>> BEGIN Task data

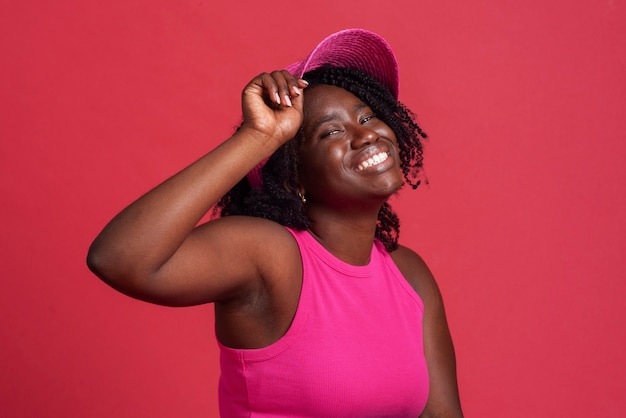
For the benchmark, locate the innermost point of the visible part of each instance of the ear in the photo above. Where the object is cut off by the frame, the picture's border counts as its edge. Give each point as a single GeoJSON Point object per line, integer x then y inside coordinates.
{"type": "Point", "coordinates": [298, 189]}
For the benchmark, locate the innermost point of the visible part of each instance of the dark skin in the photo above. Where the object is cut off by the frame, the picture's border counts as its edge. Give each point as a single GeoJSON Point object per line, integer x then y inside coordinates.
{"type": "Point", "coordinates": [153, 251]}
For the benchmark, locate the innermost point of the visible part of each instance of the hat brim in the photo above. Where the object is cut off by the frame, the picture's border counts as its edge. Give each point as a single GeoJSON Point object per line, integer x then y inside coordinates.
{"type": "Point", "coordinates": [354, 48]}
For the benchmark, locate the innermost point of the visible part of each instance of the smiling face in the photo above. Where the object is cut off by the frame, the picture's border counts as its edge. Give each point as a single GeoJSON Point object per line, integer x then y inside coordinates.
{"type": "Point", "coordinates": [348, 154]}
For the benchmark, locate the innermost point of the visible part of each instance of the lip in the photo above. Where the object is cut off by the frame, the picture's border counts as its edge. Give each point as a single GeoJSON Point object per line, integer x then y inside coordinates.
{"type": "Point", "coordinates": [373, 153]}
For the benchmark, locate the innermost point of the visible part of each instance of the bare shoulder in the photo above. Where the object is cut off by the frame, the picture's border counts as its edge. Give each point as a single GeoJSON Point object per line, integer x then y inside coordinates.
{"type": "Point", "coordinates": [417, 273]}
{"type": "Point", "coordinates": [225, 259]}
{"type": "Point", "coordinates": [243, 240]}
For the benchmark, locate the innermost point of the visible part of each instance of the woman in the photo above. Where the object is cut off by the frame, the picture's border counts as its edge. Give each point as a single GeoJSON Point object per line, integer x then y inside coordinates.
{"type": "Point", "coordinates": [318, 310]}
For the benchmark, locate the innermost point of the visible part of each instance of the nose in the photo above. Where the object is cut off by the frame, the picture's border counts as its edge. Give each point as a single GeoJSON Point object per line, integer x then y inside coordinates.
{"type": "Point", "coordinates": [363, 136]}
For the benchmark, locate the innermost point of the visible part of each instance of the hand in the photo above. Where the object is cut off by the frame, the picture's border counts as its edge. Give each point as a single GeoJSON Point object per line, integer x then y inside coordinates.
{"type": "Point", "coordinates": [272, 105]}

>> END Task data
>> BEGIN Task data

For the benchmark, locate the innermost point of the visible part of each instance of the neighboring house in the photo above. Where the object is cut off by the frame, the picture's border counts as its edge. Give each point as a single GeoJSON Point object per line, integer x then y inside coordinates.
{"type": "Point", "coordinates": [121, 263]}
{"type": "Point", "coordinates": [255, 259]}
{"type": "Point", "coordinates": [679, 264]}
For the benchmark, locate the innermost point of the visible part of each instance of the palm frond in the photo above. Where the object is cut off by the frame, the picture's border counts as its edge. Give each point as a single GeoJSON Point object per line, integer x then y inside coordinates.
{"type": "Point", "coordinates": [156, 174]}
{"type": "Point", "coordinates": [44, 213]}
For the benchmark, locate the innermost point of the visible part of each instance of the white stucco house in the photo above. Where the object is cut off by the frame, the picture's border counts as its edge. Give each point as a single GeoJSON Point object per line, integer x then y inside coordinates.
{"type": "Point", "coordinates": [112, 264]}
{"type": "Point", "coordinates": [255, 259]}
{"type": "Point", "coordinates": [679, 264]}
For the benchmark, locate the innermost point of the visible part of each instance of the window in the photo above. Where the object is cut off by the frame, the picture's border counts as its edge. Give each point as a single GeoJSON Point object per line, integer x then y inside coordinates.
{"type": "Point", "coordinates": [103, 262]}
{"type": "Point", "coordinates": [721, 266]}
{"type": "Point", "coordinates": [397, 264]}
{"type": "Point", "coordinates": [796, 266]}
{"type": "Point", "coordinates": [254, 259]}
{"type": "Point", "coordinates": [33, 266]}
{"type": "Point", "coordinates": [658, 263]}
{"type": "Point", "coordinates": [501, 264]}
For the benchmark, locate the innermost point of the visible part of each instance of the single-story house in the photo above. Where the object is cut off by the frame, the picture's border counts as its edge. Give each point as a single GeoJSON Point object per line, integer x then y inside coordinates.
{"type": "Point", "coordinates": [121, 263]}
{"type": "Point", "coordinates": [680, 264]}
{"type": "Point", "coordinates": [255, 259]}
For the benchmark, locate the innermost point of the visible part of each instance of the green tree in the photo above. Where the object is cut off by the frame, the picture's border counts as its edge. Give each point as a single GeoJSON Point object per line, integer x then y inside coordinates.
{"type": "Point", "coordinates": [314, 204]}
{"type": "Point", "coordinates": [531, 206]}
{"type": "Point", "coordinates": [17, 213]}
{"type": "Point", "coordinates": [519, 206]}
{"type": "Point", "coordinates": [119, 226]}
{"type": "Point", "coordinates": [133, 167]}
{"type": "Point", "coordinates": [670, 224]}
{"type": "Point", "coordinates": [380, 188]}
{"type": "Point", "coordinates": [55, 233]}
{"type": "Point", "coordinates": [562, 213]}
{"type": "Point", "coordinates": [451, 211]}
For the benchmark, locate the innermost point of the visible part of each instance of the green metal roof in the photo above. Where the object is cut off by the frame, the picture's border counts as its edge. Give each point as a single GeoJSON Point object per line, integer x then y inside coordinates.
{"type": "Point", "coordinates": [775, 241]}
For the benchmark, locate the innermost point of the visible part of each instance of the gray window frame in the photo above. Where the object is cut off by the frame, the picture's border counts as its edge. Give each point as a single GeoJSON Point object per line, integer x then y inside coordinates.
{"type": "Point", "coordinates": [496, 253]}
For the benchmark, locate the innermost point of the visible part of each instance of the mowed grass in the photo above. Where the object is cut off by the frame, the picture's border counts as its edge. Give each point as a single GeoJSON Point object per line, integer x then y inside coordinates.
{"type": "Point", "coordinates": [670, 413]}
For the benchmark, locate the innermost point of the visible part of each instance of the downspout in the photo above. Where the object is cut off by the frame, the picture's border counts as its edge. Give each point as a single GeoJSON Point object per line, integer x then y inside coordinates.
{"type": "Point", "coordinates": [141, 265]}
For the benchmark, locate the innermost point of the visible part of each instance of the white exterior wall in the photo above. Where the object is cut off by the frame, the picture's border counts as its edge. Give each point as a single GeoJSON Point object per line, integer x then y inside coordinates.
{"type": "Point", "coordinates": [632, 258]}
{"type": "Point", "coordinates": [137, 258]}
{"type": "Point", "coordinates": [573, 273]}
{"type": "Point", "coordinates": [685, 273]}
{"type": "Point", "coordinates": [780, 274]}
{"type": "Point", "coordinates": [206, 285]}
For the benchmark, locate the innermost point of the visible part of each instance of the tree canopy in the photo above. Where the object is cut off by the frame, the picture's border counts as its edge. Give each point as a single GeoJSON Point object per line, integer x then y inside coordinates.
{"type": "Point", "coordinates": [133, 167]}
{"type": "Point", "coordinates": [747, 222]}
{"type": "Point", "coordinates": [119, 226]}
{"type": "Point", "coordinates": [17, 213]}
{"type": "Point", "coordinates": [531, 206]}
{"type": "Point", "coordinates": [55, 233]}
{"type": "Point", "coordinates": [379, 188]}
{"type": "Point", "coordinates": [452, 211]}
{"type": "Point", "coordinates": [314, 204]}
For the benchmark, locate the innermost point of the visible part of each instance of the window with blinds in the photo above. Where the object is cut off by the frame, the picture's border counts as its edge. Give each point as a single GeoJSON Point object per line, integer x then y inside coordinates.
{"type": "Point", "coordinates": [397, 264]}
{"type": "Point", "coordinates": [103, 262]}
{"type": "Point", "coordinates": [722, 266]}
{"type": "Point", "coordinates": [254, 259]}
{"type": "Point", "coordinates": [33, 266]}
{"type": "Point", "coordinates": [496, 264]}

>> END Task data
>> BEGIN Task data

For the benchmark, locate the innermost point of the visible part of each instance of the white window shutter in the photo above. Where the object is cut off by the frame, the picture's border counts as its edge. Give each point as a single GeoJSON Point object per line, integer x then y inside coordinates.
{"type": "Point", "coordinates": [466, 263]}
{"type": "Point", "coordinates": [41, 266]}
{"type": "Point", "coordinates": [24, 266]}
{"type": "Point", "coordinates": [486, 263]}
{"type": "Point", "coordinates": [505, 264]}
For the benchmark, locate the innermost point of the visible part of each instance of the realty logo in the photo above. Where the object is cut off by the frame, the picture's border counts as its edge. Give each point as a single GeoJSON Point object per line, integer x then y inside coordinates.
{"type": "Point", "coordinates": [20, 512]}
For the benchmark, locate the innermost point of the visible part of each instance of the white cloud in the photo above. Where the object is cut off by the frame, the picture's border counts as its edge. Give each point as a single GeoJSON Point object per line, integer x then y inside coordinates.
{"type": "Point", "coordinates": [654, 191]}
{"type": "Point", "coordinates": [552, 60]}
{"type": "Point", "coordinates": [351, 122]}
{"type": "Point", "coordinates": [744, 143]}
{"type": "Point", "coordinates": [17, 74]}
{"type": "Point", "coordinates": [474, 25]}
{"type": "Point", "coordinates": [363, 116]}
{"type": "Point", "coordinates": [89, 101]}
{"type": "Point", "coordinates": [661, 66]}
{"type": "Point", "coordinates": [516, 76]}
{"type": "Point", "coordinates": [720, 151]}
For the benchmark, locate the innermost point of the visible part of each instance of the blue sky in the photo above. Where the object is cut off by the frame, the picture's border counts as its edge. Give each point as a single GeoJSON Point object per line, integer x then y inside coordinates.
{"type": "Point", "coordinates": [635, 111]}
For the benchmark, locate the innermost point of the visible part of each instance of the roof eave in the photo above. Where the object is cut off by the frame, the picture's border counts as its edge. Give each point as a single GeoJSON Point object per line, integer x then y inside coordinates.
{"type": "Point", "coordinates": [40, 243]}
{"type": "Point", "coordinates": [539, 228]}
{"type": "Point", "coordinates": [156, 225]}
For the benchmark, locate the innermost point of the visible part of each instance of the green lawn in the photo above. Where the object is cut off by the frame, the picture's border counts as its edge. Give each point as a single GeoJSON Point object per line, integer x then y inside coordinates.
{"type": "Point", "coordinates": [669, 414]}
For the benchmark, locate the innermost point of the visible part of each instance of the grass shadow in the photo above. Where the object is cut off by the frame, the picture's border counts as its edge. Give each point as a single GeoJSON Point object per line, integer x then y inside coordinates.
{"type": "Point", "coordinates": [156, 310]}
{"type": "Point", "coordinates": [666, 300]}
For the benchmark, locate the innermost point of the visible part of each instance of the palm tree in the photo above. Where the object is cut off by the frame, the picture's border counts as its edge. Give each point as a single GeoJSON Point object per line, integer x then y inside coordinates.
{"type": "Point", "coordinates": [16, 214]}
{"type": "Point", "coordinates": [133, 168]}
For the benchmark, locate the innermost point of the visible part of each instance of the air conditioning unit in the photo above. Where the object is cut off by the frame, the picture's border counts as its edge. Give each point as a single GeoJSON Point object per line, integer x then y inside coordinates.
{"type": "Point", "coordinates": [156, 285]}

>> END Task data

[Work to complete]: Count the lines in the items above that contain the string "frond", treating uppercase and lowercase as different. Give only the number.

[Task output]: 1